**Problem requirements**
Write out the data below word for word, starting at the line that contains "Could you spot the cow's ear" and ending at the final line of the data. Leave the pictures out.

Named-object pointing records, reworded slightly
·····

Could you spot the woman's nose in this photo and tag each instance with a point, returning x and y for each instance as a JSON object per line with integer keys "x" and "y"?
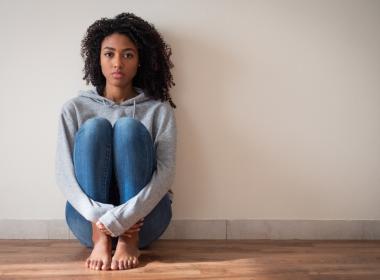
{"x": 117, "y": 62}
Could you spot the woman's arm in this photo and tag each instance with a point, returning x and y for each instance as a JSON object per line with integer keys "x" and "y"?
{"x": 121, "y": 218}
{"x": 90, "y": 209}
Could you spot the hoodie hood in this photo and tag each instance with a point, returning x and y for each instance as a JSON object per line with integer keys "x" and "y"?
{"x": 94, "y": 95}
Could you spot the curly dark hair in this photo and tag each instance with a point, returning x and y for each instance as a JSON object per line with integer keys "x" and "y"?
{"x": 154, "y": 74}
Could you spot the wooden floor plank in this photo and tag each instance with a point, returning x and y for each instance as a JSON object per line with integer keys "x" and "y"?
{"x": 200, "y": 259}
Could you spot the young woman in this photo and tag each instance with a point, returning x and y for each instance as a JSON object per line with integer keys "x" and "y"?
{"x": 115, "y": 159}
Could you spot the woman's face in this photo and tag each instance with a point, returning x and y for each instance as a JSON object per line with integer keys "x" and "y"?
{"x": 118, "y": 59}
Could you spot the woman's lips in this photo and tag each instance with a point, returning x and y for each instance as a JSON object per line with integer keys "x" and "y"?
{"x": 117, "y": 75}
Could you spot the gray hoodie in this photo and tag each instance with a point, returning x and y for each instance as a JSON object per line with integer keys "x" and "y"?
{"x": 158, "y": 117}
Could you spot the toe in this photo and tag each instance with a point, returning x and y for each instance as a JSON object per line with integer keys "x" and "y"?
{"x": 99, "y": 265}
{"x": 106, "y": 265}
{"x": 135, "y": 262}
{"x": 129, "y": 262}
{"x": 114, "y": 265}
{"x": 121, "y": 265}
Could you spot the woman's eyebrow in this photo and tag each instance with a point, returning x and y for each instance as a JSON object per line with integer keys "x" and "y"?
{"x": 126, "y": 49}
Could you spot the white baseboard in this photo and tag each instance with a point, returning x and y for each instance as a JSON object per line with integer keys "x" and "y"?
{"x": 215, "y": 229}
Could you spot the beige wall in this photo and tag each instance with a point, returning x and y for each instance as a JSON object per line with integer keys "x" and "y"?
{"x": 278, "y": 104}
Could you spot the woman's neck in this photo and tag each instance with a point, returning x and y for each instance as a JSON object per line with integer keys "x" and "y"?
{"x": 117, "y": 94}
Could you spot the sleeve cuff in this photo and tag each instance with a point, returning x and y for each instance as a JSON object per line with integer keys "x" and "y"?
{"x": 112, "y": 224}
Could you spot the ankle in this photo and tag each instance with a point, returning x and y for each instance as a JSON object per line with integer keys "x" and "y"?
{"x": 134, "y": 240}
{"x": 98, "y": 236}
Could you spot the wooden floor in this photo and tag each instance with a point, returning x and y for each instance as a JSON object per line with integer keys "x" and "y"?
{"x": 190, "y": 259}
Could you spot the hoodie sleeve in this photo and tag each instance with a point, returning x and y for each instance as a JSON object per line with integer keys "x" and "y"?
{"x": 122, "y": 217}
{"x": 66, "y": 180}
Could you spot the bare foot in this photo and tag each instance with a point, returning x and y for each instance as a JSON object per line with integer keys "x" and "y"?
{"x": 127, "y": 252}
{"x": 100, "y": 258}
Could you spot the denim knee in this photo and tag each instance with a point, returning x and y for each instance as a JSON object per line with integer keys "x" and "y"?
{"x": 95, "y": 125}
{"x": 130, "y": 126}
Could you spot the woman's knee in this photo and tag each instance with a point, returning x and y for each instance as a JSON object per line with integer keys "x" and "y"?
{"x": 96, "y": 125}
{"x": 129, "y": 127}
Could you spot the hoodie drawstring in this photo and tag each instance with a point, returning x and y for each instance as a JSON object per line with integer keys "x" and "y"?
{"x": 134, "y": 107}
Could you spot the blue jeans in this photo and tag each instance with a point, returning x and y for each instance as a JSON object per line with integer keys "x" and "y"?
{"x": 112, "y": 164}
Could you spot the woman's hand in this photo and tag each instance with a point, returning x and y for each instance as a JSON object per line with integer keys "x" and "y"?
{"x": 135, "y": 228}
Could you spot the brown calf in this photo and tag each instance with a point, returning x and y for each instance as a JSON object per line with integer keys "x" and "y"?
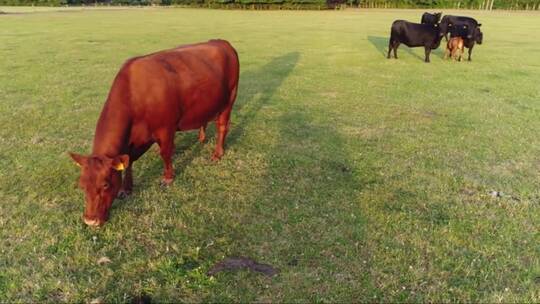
{"x": 455, "y": 48}
{"x": 151, "y": 98}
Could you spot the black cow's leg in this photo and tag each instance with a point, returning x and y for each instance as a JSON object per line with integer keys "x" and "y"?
{"x": 428, "y": 50}
{"x": 470, "y": 51}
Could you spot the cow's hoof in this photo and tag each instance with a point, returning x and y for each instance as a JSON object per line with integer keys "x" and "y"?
{"x": 123, "y": 194}
{"x": 165, "y": 182}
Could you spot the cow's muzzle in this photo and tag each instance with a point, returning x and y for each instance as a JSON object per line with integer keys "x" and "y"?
{"x": 92, "y": 222}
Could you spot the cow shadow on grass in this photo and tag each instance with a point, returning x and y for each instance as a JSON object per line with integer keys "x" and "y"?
{"x": 303, "y": 217}
{"x": 381, "y": 44}
{"x": 256, "y": 90}
{"x": 300, "y": 213}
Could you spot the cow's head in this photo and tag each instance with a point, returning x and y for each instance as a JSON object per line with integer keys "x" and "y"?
{"x": 100, "y": 180}
{"x": 478, "y": 35}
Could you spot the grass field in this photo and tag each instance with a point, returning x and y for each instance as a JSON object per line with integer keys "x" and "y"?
{"x": 360, "y": 178}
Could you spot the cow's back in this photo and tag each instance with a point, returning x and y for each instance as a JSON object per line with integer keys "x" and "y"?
{"x": 185, "y": 86}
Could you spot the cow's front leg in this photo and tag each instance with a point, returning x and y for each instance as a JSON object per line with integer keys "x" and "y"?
{"x": 165, "y": 139}
{"x": 428, "y": 50}
{"x": 127, "y": 183}
{"x": 470, "y": 51}
{"x": 202, "y": 133}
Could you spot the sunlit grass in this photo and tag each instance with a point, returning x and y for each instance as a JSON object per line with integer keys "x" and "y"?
{"x": 360, "y": 178}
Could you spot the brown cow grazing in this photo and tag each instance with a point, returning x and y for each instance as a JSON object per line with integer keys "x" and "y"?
{"x": 151, "y": 98}
{"x": 454, "y": 48}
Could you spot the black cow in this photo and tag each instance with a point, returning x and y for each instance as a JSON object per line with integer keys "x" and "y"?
{"x": 428, "y": 18}
{"x": 414, "y": 35}
{"x": 449, "y": 21}
{"x": 462, "y": 31}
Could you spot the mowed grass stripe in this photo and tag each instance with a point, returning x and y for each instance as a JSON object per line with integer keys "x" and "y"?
{"x": 360, "y": 178}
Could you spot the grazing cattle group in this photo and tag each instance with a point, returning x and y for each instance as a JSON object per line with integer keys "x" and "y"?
{"x": 154, "y": 96}
{"x": 429, "y": 32}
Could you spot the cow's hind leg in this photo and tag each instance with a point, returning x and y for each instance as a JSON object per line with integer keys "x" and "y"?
{"x": 222, "y": 126}
{"x": 165, "y": 139}
{"x": 202, "y": 133}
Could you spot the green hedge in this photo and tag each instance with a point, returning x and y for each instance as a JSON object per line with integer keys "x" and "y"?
{"x": 301, "y": 4}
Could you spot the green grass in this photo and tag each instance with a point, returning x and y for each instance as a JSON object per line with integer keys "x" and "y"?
{"x": 360, "y": 178}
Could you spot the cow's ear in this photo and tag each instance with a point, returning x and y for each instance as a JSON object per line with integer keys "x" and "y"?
{"x": 120, "y": 162}
{"x": 79, "y": 159}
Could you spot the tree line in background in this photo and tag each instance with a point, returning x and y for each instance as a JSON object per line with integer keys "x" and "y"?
{"x": 301, "y": 4}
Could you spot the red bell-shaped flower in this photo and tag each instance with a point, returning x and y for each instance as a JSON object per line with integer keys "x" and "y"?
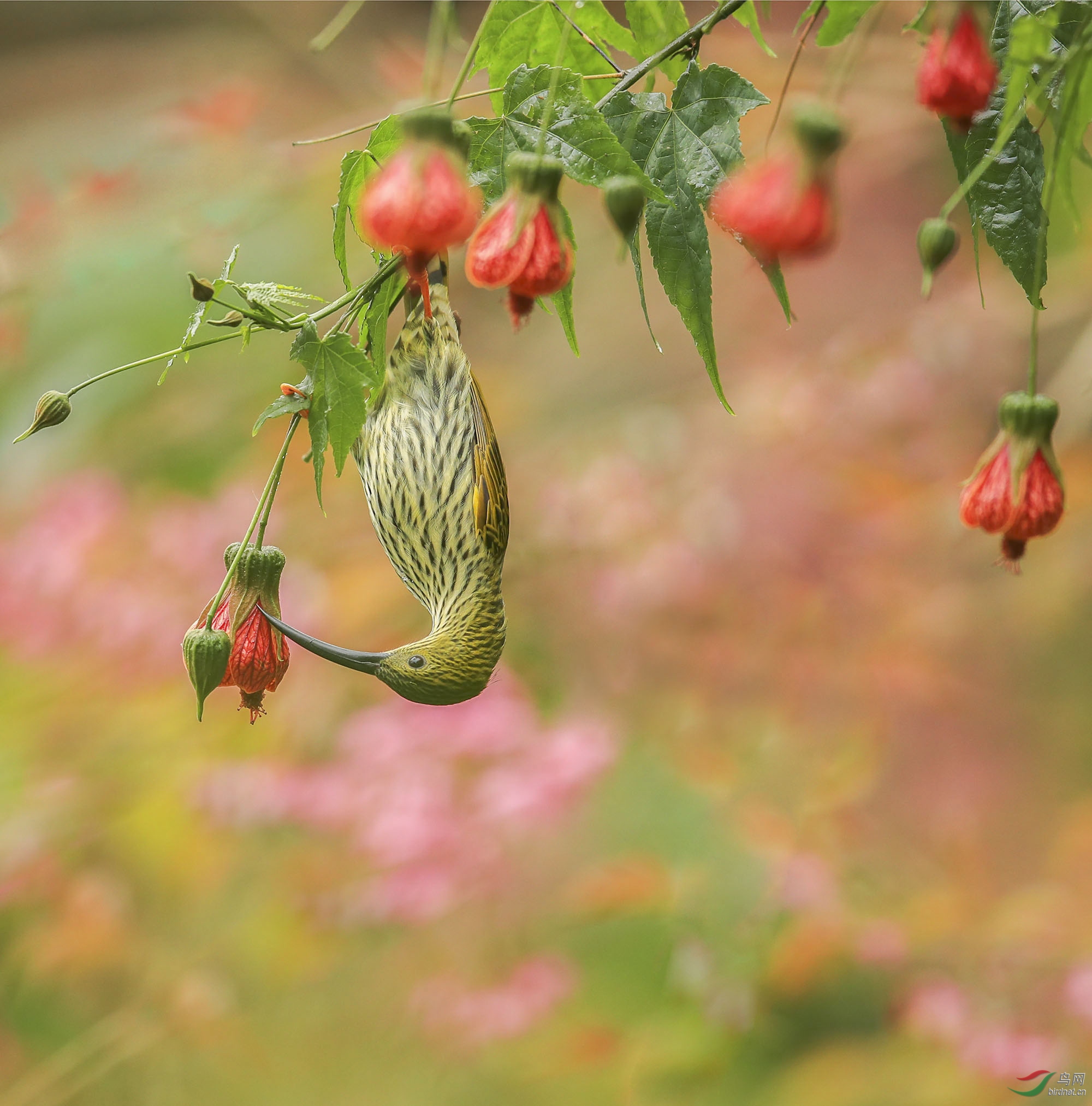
{"x": 783, "y": 207}
{"x": 259, "y": 653}
{"x": 1016, "y": 489}
{"x": 419, "y": 203}
{"x": 774, "y": 210}
{"x": 520, "y": 244}
{"x": 957, "y": 74}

·····

**Reply to the exercise**
Could you spot the cow's ear in this photo and tag each instance with a point, returning x and y for each instance as a JSON object per line with integer keys "x" and "y"?
{"x": 120, "y": 162}
{"x": 79, "y": 159}
Could you spot the tree line in background in this photo and tag each instance with a point, returning x and y for each instance as a JSON object per line with integer keys "x" and "y"?
{"x": 301, "y": 4}
Could you spot the red bell-shaped flower in this photo and tag each instance with a point, returning x and y for each instance as a JSON object per line with integer keys "x" and "y"?
{"x": 783, "y": 207}
{"x": 259, "y": 653}
{"x": 1016, "y": 489}
{"x": 419, "y": 203}
{"x": 774, "y": 210}
{"x": 520, "y": 244}
{"x": 957, "y": 74}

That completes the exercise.